- WORK REQUEST: Each of the following records is to be printed verbatim.

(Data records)
↓↓↓

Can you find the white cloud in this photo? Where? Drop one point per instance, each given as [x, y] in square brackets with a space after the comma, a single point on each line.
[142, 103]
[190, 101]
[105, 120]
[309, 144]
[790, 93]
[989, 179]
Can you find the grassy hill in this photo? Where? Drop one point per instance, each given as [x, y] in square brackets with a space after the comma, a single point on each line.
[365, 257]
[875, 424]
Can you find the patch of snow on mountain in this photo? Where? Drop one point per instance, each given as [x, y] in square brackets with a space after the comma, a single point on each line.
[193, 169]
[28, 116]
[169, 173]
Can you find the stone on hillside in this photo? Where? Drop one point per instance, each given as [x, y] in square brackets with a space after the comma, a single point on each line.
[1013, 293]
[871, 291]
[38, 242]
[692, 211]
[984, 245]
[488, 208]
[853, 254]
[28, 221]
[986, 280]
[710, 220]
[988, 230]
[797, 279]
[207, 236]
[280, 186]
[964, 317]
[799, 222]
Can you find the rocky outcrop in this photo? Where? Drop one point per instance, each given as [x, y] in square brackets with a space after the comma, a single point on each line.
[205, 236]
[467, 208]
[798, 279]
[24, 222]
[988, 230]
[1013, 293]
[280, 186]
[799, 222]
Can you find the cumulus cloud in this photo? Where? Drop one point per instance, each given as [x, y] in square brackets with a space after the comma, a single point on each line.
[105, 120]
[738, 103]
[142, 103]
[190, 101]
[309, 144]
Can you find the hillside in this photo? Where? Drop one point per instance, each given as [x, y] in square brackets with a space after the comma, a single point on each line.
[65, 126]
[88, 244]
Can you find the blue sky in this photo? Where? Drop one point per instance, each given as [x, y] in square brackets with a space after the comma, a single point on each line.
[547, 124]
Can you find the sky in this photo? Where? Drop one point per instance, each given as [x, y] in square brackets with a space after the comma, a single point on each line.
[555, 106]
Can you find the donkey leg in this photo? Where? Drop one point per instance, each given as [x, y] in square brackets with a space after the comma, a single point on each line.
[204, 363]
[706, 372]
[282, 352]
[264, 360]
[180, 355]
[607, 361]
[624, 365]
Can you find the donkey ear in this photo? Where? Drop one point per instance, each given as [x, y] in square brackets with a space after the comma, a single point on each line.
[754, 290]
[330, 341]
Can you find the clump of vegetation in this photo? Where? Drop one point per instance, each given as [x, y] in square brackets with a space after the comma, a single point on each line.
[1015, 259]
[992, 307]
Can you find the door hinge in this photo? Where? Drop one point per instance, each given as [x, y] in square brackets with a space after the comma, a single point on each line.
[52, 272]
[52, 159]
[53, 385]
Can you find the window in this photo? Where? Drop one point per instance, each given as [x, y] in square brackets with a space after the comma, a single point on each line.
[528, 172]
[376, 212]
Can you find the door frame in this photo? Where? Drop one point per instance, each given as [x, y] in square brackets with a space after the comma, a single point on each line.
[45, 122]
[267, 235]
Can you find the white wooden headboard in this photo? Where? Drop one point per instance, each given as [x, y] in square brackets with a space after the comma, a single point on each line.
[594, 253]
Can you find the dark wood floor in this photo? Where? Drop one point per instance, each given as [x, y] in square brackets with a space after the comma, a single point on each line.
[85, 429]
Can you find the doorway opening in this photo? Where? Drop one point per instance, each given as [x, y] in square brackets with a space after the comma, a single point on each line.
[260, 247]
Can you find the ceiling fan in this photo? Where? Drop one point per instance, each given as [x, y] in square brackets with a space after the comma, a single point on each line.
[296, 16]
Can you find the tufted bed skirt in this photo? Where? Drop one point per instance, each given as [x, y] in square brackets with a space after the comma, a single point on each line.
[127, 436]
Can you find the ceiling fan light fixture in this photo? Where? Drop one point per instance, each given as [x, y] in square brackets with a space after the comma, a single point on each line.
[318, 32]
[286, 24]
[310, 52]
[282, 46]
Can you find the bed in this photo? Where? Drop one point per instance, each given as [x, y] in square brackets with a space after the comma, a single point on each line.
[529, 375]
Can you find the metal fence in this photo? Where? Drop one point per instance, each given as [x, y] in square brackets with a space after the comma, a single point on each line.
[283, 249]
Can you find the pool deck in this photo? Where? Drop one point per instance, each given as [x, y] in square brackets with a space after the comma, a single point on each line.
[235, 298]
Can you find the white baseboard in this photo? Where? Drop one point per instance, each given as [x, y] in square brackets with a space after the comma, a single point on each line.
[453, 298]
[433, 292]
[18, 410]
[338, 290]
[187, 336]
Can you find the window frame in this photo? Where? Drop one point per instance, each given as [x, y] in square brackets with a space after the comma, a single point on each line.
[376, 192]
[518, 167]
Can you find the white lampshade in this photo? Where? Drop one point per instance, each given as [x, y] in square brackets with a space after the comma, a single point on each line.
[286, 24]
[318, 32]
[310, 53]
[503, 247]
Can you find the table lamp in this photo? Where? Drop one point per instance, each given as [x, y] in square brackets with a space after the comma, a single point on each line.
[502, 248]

↑↑↑

- SOLUTION:
Can you find the white cloud in this photo? Where? Drop one point per instance, each given as [x, y] in square brackets with a space after the comma, a single point on each line.
[142, 103]
[190, 101]
[105, 120]
[309, 144]
[790, 93]
[989, 179]
Can you find the grassy hill in this photo? Where? Drop one point per instance, each given as [x, y] in square brackets with a space after the comma, a single point on each line.
[365, 257]
[875, 424]
Can you find the patch of snow on mountain in this photo? Where? Drop one point per instance, each given as [x, y] in square brackets with a space after the comma, a single point on each line.
[193, 169]
[28, 116]
[169, 173]
Can you find the stone on hillside in this photo? Where? Drop one point per instance, each given as [x, y] in square brackets with a space after the comma, a single point on each line.
[1013, 293]
[871, 291]
[38, 242]
[692, 211]
[984, 245]
[488, 208]
[853, 254]
[28, 221]
[986, 280]
[710, 220]
[988, 230]
[797, 279]
[207, 236]
[280, 186]
[964, 317]
[799, 222]
Can you find the rocky outcrop in this photo? Where? Drop one point per instance, each given as [x, y] in square brackets with a space after the comma, a single point on each line.
[205, 236]
[467, 208]
[798, 279]
[24, 222]
[988, 230]
[1013, 293]
[280, 186]
[799, 222]
Can you find the cumulus cloud in this photo? Where? Drop one point per instance, each given as [x, y] in square brackets with a space after the comma, a single point on each line.
[105, 120]
[738, 103]
[142, 103]
[190, 101]
[309, 144]
Can you find the hillside in this photo? Where? Drop one point per instance, each given as [x, y] in square brackets with a space after the comma, a single point on each line.
[65, 126]
[88, 244]
Can you find the blue sky in this photo? Where? Drop one point per instance, each given as [x, y] in square brackets with a space after the comma, a single point on each line.
[547, 124]
Can you find the sky in this photo? Where? Drop one point per instance, each given as [x, y] in square brackets with a space after the comma, a single point on each line.
[555, 106]
Can you find the donkey leg in this photo? Where? Drop one point per instance, each given as [x, y] in square brackets with a space after the comma, a single point on each line.
[204, 363]
[706, 372]
[282, 352]
[264, 360]
[180, 355]
[607, 361]
[624, 365]
Can you find the donkey ear in this photo? Where? Drop one point per instance, each given as [x, y] in square brackets with a space after the comma, a single point on each line.
[754, 290]
[330, 341]
Can you find the clump of vegetation in this photo? Where? Drop one point per instance, each given as [x, y] in square brackets with a space after the comma, a single point on each line.
[1015, 259]
[992, 307]
Can you find the door hinge in this photo? Where? Drop one point per instance, each given as [x, y] in square brackets with a space after the comma, a single point on each line.
[52, 272]
[52, 159]
[53, 385]
Can you find the window in this photo? Where? Drop one point per instance, each given as [x, y] in square brackets with a space after the comma, a single point on each line.
[528, 172]
[376, 212]
Can you find the door frame in this photo? Where? Drop one point per instance, each given as [x, y] in square brackets with a space after the comma, a single point on each line.
[45, 122]
[267, 235]
Can you find the white wooden headboard in this photo? Where? Drop one point per instance, each given as [x, y] in square brackets with a space after the comma, a single point on each line.
[594, 253]
Can you find the dark wood floor in this photo? Where? Drop one point per instance, each given as [x, y] in square brackets with a space after the comma, a single point on each line.
[85, 429]
Can you find the doorway opening in this photo? Where? Drop one point per instance, each given as [x, y] in square brackets with a space after the comma, a single point on each line.
[260, 247]
Can you find the ceiling fan in this photo? Where? Drop one point per instance, each given as [x, y] in square brackets with a space after the comma, a single point on each line.
[296, 16]
Can you find the tufted bed skirt in this photo? Where? Drop one point per instance, each given as [x, y] in square brackets with a space after the comma, a single point on each line.
[127, 436]
Can you find the ceiling fan light fixture in this photo? Where? Drop one point per instance, each given as [x, y] in square brackets with a space after the comma, a single point on each line.
[318, 32]
[286, 24]
[310, 52]
[282, 46]
Can you find the bed in this photo? Where? Drop one point per instance, each given as [x, y] in square brackets with a space after the comma, a single point on each line.
[529, 375]
Can you find the metal fence in this photo? Where? Drop one point per instance, each given as [x, y] in square brackets with a space after the comma, a single point on each line.
[283, 249]
Can you find the pool deck in this photo? Where? Drop one point per instance, each given as [x, y] in square brackets with a space after the comma, a single point on each line.
[235, 298]
Can you find the white baseboard in this photo? Where? Drop one point per instance, each given as [x, y] in square brackets with a space after the comma, a single point on each line.
[453, 298]
[433, 292]
[18, 410]
[338, 290]
[187, 336]
Can you find the window frame in this photo? Where? Drop one point per instance, each given as [x, y] in square brackets with a space after the comma, a single point on each line.
[376, 192]
[518, 167]
Can you find the white lampshade in this photo? Where? Drop one point per instance, each given as [x, y] in square brackets with a space after the comma, a single point on each line.
[286, 24]
[318, 32]
[310, 53]
[503, 247]
Can you find the table lamp in this photo? Where? Drop one point per instance, each given as [x, y] in square brackets with a space after the comma, a single point on each line.
[502, 248]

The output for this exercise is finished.